Quote every line of the material beneath this one.

*** Opening of Record extracts ***

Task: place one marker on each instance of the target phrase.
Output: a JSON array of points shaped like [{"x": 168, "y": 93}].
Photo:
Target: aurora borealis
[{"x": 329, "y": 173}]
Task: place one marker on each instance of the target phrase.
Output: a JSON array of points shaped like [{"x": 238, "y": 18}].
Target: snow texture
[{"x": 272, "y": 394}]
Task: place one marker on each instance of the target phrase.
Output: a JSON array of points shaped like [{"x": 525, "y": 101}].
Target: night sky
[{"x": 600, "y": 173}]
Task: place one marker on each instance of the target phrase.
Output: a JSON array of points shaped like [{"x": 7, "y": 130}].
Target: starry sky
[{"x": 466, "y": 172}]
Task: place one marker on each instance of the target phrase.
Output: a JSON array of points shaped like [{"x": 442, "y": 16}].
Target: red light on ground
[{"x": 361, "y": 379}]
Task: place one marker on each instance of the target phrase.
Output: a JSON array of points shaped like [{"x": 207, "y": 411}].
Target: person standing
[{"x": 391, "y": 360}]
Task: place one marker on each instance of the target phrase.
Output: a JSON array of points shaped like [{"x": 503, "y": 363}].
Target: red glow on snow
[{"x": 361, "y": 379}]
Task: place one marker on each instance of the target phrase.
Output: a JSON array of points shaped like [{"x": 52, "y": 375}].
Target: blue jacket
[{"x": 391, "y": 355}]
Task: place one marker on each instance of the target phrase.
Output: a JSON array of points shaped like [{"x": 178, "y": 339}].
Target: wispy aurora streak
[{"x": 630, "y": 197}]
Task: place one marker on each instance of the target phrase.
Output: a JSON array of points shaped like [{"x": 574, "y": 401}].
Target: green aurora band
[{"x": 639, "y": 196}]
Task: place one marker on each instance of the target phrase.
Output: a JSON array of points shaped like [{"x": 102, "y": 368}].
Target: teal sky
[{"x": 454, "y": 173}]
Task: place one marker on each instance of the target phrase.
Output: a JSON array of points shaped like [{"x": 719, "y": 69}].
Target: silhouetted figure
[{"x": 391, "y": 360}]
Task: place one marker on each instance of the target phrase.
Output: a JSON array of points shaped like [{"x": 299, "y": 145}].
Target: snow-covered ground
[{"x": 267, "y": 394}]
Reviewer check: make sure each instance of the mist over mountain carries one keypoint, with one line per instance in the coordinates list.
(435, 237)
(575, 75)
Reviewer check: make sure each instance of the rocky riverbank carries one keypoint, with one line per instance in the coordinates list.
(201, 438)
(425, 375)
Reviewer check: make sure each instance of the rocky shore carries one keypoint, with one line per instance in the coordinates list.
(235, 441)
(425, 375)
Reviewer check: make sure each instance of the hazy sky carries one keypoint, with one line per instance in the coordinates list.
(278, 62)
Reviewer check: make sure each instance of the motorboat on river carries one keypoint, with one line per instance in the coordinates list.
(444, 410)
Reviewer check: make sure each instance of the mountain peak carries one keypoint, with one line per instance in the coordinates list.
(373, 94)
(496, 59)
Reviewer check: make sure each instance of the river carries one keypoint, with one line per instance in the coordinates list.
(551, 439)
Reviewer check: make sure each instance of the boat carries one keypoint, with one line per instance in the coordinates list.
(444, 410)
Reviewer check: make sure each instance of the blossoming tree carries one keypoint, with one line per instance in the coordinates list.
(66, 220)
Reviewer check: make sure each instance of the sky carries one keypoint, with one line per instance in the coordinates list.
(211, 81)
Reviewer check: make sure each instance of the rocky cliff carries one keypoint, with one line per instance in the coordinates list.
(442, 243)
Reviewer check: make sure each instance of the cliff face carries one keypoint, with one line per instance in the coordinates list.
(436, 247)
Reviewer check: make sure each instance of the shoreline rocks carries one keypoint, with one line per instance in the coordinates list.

*** Close of Record extracts ***

Written solution ->
Task: place one marker on each instance of the target phrase.
Output: a JSON array of points shaped like [{"x": 168, "y": 93}].
Photo:
Target: aurora borealis
[{"x": 329, "y": 173}]
Task: place one marker on each instance of the target phrase.
Output: a JSON array of points shaped like [{"x": 238, "y": 18}].
Target: snow texture
[{"x": 272, "y": 394}]
Task: place one marker on each instance of the target phrase.
Output: a JSON array of points shaped like [{"x": 525, "y": 101}].
Target: night sky
[{"x": 600, "y": 173}]
Task: place one marker on each instance of the target phrase.
Output: a JSON array of points shaped like [{"x": 7, "y": 130}].
Target: starry sky
[{"x": 466, "y": 172}]
Task: place one marker on each instance of the target phrase.
Output: a JSON array of points shaped like [{"x": 442, "y": 16}].
Target: red light on ground
[{"x": 361, "y": 379}]
Task: place one marker on each instance of the target phrase.
Output: a JSON array of points shaped like [{"x": 207, "y": 411}].
Target: person standing
[{"x": 391, "y": 360}]
Task: place one marker on each instance of the target phrase.
Output: a JSON array of points shaped like [{"x": 503, "y": 363}].
Target: red glow on snow
[{"x": 361, "y": 379}]
Task: place one marker on each instance of the target phrase.
Output: a JSON array of points shaped like [{"x": 52, "y": 375}].
Target: blue jacket
[{"x": 391, "y": 355}]
Task: place one marker on each instance of the target phrase.
Output: a JSON array of points shaped like [{"x": 178, "y": 339}].
Target: wispy aurora streak
[{"x": 630, "y": 197}]
Task: place one marker on each instance of the target phrase.
Output: a JSON array of points shaped like [{"x": 574, "y": 401}].
Target: green aurora band
[{"x": 639, "y": 196}]
Task: place one marker on each instance of the target phrase.
Output: a JSON array of points shaped like [{"x": 102, "y": 368}].
Target: teal sky
[{"x": 454, "y": 173}]
Task: place one marker on each instance of the target phrase.
Output: a JSON array of points shaped like [{"x": 719, "y": 69}].
Target: silhouetted figure
[{"x": 391, "y": 360}]
Task: place one marker on each instance of the target phrase.
Output: a JSON array of points shaped like [{"x": 299, "y": 145}].
Target: snow-covered ground
[{"x": 267, "y": 394}]
Reviewer check: make sure each instance of the mist over mountain carries one keypoint, with one line per instance in the coordinates list.
(435, 237)
(575, 75)
Reviewer check: make sure each instance of the rocky riverbank carries one keypoint, with one line per instance in the coordinates list.
(201, 438)
(425, 375)
Reviewer check: make sure each instance of the rocky shore carries one keypoint, with one line per instance in the coordinates list.
(235, 441)
(425, 375)
Reviewer check: make sure each instance of the hazy sky carries one keypoint, with one line per instance in the coordinates list.
(278, 62)
Reviewer check: make sure each instance of the motorboat on river carries one keypoint, with one line per instance in the coordinates list.
(444, 410)
Reviewer check: make sure each instance of the mountain peak carries one keypoint, with one line per instance in the coordinates list.
(373, 94)
(496, 59)
Reviewer check: make sure each instance of the river carries one keypoint, with one line per instance in the coordinates list.
(551, 439)
Reviewer check: make sure each instance of the boat carries one keypoint, with one line per instance in the coordinates list.
(444, 410)
Reviewer check: make sure each instance of the blossoming tree carries one keypoint, with one line per instance in the coordinates list.
(66, 220)
Reviewer check: make sure each instance of the sky carries one keypoint, with one line per instance in the coordinates list.
(211, 81)
Reviewer check: make sure each instance of the rocky cliff carries one keypoint, with one line per instance in the coordinates list.
(442, 243)
Reviewer check: make sure each instance of the cliff face carries one keypoint, with one line per instance in the coordinates list.
(436, 247)
Reviewer check: make sure each instance of the shoreline rocks carries one keypoint, with one line per instance in the coordinates list.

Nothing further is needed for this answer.